Extracted data entries:

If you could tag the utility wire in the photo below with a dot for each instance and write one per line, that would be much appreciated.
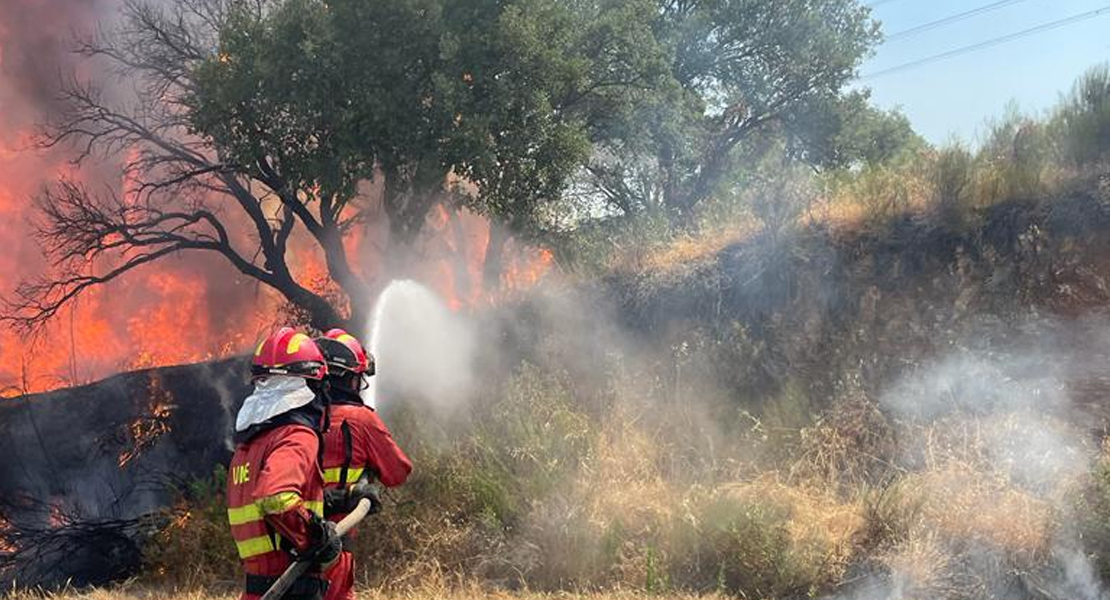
(988, 43)
(952, 19)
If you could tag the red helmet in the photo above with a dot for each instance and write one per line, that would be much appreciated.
(290, 353)
(344, 353)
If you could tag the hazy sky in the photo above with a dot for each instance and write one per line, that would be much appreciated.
(956, 95)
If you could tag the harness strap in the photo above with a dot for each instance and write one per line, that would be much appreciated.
(347, 453)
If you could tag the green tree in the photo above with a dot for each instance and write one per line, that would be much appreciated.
(737, 70)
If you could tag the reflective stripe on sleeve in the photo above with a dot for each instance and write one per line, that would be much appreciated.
(253, 547)
(279, 502)
(332, 476)
(244, 515)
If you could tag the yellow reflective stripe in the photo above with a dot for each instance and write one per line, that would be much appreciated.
(332, 476)
(256, 546)
(279, 502)
(244, 515)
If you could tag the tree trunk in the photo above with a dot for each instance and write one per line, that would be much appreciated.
(461, 257)
(494, 258)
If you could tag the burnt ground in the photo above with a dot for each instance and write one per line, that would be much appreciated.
(82, 466)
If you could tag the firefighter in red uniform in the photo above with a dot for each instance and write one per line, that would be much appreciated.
(359, 449)
(274, 484)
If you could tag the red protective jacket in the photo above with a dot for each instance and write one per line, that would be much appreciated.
(274, 485)
(359, 440)
(355, 441)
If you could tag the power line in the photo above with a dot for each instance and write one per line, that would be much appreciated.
(952, 19)
(988, 43)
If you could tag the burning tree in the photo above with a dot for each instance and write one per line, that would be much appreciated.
(265, 117)
(253, 124)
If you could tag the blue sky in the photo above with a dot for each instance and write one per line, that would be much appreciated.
(955, 97)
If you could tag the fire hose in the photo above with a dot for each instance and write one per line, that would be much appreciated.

- YOUR GOAL: Exactly and only the lines from the one containing "If you could tag the burning" to the end of the entries above are to be written out.

- RESULT BELOW:
If you could tag the burning tree in the photo above with a dot for each instance and write one per line, that would be much appreciated.
(265, 117)
(253, 124)
If you could tag the blue sky in the photo above with a dot for each instance and write one per line, that would be much appreciated.
(955, 97)
If you could tag the fire hose in the photo above with a dot for each instance and write one per line, that would be much appreciated.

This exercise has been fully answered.